[START OF EXCERPTED TEXT]

[mvapich-discuss] MVAPICH2 Invalid communicator errors

Mark Potts potts at hpcapplications.com
Thu Sep 13 15:45:41 EDT 2007


Hi,
    Our build guru here pointed out that the /usr/include that
    I find in the line in the MVAPICH2 mpicc script:
    MPI_CFLAGS="-D_EM64T_ -D_SMP_ -DUSE_HEADER_CACHING  -DONE_SIDED 
-DMPID_USE_SEQUENCE_NUMBERS -D_SHMEM_COLL_ -DRDMA_CM   -I/usr/i 
nclude -O2"
    is _not_ a result of any changes here.  The same line occurs
    in our MVAPICH2 gcc and icc mpicc scripts.  Unfortunately, MPI_CFLAGS
    goes into the icc command line first, before the MVAPICH2 include
    directory reference.

    The injection of the MPI_CFLAGS definition in the mpicc script
    apparently occurs as a result of the MVAPICH2 build sequence.
    There is no similar inclusion of a "-I/usr/include" in the
    MVAPICH-0.9.9 mpicc script(s).

    I'm also puzzled now why this seeming error in the MVAPICH2 mpicc
    script doesn't cause problems for gcc- as well as icc-built
    codes.

[END OF EXCERPTED TEXT]
[START OF ENTRIES SHOWN]

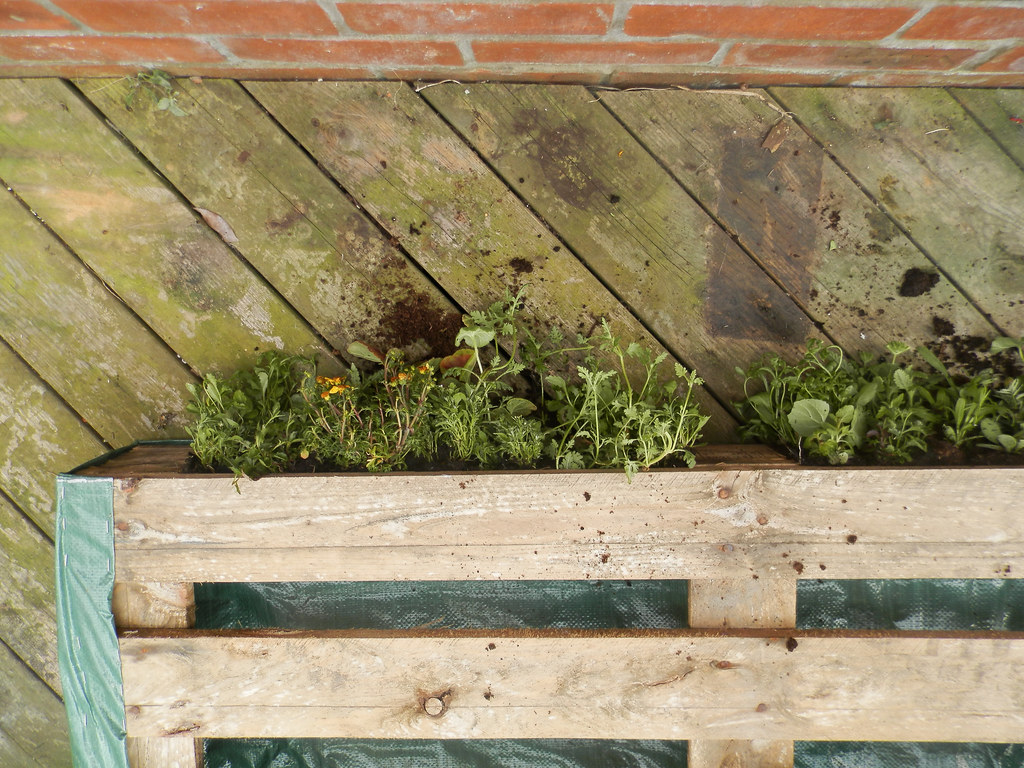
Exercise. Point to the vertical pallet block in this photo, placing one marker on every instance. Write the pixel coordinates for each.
(741, 684)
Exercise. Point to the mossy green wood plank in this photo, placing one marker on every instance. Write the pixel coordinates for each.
(32, 715)
(840, 255)
(631, 223)
(121, 219)
(28, 617)
(937, 173)
(84, 342)
(12, 755)
(1000, 112)
(39, 437)
(401, 163)
(292, 222)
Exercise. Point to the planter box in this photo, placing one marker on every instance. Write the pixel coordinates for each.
(743, 526)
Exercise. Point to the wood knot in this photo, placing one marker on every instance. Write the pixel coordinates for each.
(436, 705)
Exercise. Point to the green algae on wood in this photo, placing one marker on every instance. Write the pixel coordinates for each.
(292, 223)
(122, 379)
(1000, 113)
(448, 210)
(36, 723)
(939, 175)
(40, 436)
(631, 223)
(28, 616)
(798, 213)
(122, 220)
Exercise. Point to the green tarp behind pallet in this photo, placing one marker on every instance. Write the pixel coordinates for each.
(921, 604)
(91, 675)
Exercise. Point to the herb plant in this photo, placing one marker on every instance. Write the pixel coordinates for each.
(835, 409)
(503, 397)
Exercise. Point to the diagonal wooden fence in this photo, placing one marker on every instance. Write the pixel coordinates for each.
(740, 684)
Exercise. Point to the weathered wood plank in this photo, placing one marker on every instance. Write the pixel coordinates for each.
(170, 604)
(122, 379)
(28, 617)
(921, 155)
(836, 523)
(999, 113)
(292, 222)
(739, 754)
(12, 754)
(39, 436)
(631, 223)
(33, 716)
(741, 603)
(810, 225)
(163, 605)
(155, 252)
(668, 687)
(164, 753)
(449, 211)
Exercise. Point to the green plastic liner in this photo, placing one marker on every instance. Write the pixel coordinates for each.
(87, 643)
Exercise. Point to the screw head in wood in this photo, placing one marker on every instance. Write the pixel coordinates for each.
(434, 707)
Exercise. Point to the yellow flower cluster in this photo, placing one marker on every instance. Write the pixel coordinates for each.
(332, 385)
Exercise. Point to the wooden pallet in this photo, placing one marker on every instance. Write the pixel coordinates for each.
(740, 684)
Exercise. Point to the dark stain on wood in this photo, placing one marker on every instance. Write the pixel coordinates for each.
(778, 202)
(916, 282)
(742, 303)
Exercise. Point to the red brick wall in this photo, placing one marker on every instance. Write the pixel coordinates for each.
(714, 42)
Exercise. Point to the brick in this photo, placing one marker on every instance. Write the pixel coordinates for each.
(24, 14)
(276, 17)
(767, 23)
(845, 57)
(347, 52)
(1012, 60)
(952, 23)
(596, 53)
(477, 18)
(92, 49)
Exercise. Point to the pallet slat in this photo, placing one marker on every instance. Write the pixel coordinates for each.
(806, 522)
(779, 687)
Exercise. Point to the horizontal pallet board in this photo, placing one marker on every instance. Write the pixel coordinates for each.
(767, 685)
(712, 522)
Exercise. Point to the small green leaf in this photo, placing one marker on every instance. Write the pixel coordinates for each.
(474, 337)
(808, 416)
(903, 379)
(867, 392)
(1008, 441)
(519, 407)
(360, 350)
(991, 430)
(897, 348)
(1003, 343)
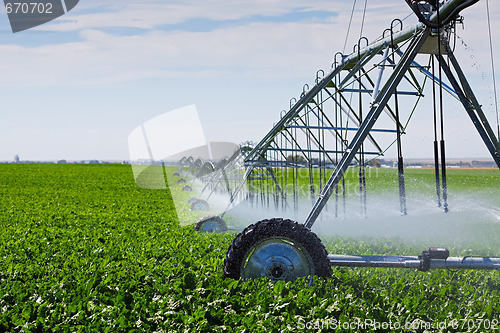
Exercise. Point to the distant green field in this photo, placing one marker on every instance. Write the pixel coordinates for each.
(86, 250)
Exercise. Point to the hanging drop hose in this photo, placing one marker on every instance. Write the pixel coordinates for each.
(436, 148)
(415, 6)
(441, 107)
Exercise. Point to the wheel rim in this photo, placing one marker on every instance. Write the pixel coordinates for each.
(277, 259)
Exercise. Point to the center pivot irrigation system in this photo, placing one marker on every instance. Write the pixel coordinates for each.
(333, 126)
(351, 115)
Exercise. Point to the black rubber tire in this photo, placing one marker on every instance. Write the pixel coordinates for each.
(199, 205)
(219, 222)
(244, 242)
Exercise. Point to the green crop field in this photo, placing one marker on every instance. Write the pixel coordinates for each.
(84, 249)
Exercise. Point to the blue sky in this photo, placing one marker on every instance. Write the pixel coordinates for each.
(76, 87)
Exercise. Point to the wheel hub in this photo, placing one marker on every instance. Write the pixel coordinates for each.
(277, 259)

[END OF ENTRIES SHOWN]

▶ REQUIRED WORK
**a)** Swap "build sequence" for "installation process" in the MVAPICH2 post, starting at the words "is _not_ a result" and ending after "MVAPICH-0.9.9 mpicc script(s).".
**b)** In the MVAPICH2 post, what goes into the icc command line before the MVAPICH2 include directory reference?
Work from the MVAPICH2 post alone; the material plays no part.

▶ WORKED SOLUTIONS
**a)**
is _not_ a result of any changes here.  The same line occurs
    in our MVAPICH2 gcc and icc mpicc scripts.  Unfortunately, MPI_CFLAGS
    goes into the icc command line first, before the MVAPICH2 include
    directory reference.

    The injection of the MPI_CFLAGS definition in the mpicc script
    apparently occurs as a result of the MVAPICH2 installation process.
    There is no similar inclusion of a "-I/usr/include" in the
    MVAPICH-0.9.9 mpicc script(s).

**b)** MPI_CFLAGS